- Compiti
**a.** Nel testo sulla Pop Art, quale mese del 2018 il Circolo Arti Decorative ha dedicato alla conoscenza di questa corrente artistica?
**b.** Le affermazioni che seguono concordano con il testo sulla Pop Art? Per ciascuna rispondi sì o no e riporta tra virgolette le parole del testo che lo stabiliscono.
(i) La Pop Art è nata fra Europa e America negli anni ’50 e ’60 del 20° secolo.
(ii) La Pop Art è espressione della creatività di un popolo.
(iii) La città in cui nasce la Pop Art è quella sognata dagli urbanisti.
**c.** Estendi il testo sulla Pop Art, riprendendo dopo la sua ultima frase.

- Estratto della pagina
++++++
Rovigo, Veneto –    Nell’ambito del nuovo programma sociale e culturale del Circolo Arti Decorative di Piazzetta Annonaria per il 2018, ha trovato spazio una iniziativa di notevole spessore: un intero mese, quello di marzo, dedicato alla conoscenza della Pop Art, corrente artistica tra le più note e discusse della storia dell’arte contemporanea. In parallelo, sono state organizzate le mostre di due artisti che nella Pop Art hanno trovato il loro punto di riferimento: Monica Merlante ed Emanuele Marinaro.
  Nata fra Europa e America negli anni ’50 e ’60 del 20° secolo, la ‘Pop Art’ – Arte della società di massa – è una modalità espressiva che  parla il linguaggio aggressivo e impersonale della società dei consumi e dei mass media. Alle sue radici, la crisi attraversata dall’arte non figurativa, l’espressionismo, in particolare, che spinse gli artisti più giovani a cercare nuove forme di comunicazione, come l’ingrandimento di forme e immagini, tipiche delle strisce dei fumetti, i manifesti pubblicitari, rotocalchi, televisione e cinema.
 Molti titoli commerciali avevano adottato il termine ‘pop’, ma verso il 1960, l’aggettivo aveva assunto una connotazione più circoscritta e precisa riferendosi esclusivamente all’arte, in particolare a quelle opere che si ispiravano alla cultura popolare intesa come cultura di massa.
     Il contesto sociale in cui si sviluppa la Pop Art è fortemente condizionato dalla produzione in serie e dai consumi di massa. Il nuovo movimento artistico, quindi, non è espressione della creatività di un popolo; serve a esprimere il disagio dell’individuo nell’uniformità della società dei consumi. Il luogo in cui si manifesta è la città piena di incongruenze e cose brutte. La città data e non progettata che, per l’artista pop, assume un aspetto familiare; l’orizzonte in cui egli si muove, dove la scena urbana è uno spettacolo visivo le cui immagini contengono una molteplicità di messaggi, di significati emotivi, logici e simbolici. La Pop Art è, quindi, arte essenzialmente realistica in senso moderno, che tiene conto delle trasformazioni dell’ambiente e dei modi di rappresentarlo. La città in cui nasce non è quella sognata dagli urbanisti; è un luogo pieno di incongruenze, imprevisto, oppressivo, inglobante; un luogo che si vorrebbe diverso, ma che è là.  La sua bruttezza, il disordine hanno un aspetto familiare, una allegria vivace; e la scena urbana rappresenta l’orizzonte in cui l’artista si muove. La Pop Art accetta il confronto con l’ambiente proprio al livello del consumo e si misura consapevolmente con quello che è il cardine della vita moderna: il mercato.
++++++
- Sezione dati
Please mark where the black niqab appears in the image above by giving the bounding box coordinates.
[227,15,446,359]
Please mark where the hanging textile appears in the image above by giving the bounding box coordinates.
++++++
- Risposte ai compiti
**a.** Il mese di marzo.

**b.**
(i) Sì: «Nata fra Europa e America negli anni ’50 e ’60 del 20° secolo»
(ii) No: «non è espressione della creatività di un popolo»
(iii) No: «La città in cui nasce non è quella sognata dagli urbanisti»

**c.**
     Ogni prodotto diventa un bene di consumo, definito da un prezzo. Il lavoro artistico si trasforma: si inizia inserendo nei manifesti elementi della pittura storica americana: biglietti di banca, bandierine e altro. Poco dopo, protagonisti delle oere diventano le immagini e gli oggetti della vita di ogni giorno: le bottigliette della Coca -Cola, le foto delle dive, immagini di individui anonimi assurti agli onori della cronaca, cifre e lettere dell’alfabeto. L’artista le riprende proprio nel momento in cui stanno per scomparire dalla scena e le fa rivivere con tutta la ricchezza di significati e ricordi che destano nel popolo. Nel 1961, l’artista Robert Rauschenberg dichiarava che la sua opera voleva vivere nel presente e far rivivere il passato nel presente.
   In Europa, il punto di riferimento è il ‘ready made’ di Marcel Duchamp: il prelievo dell’oggetto bell’è fatto e il suo inserimento nel contesto dell’arte. Duchamp stesso, tuttavia, sapeva benissimo che un’oggetto, una volta spostato dal suo ambiente viene percepito in modo inaspettato. Una sua opera del 1913, consisteva in una ruota di bicicletta sorretta da uno sgabell0 di legno. Tornando a Rauschenberg, in ‘Coca- Cola plan’ (1958), l’artista inserisce tre bottigliette di Coca – Cola, uno dei simboli più diffusi della nuova società di massa. E, dal 1962, esegue dipinti serigrafati utilizzando foto tratte da giornali e riviste, che vengono ingrandite e trasferite su schermi di seta inchiostrati in modo vario. Un procedimento combinato in cui l’oggetto, preso dalla realtà, si accompagna a segni manuali che testimoniano, in modo diretto, l’autografia dell’autore, e gli oggetti della vita di tutti i giorni, che vi appaiono, hanno valore di realtà.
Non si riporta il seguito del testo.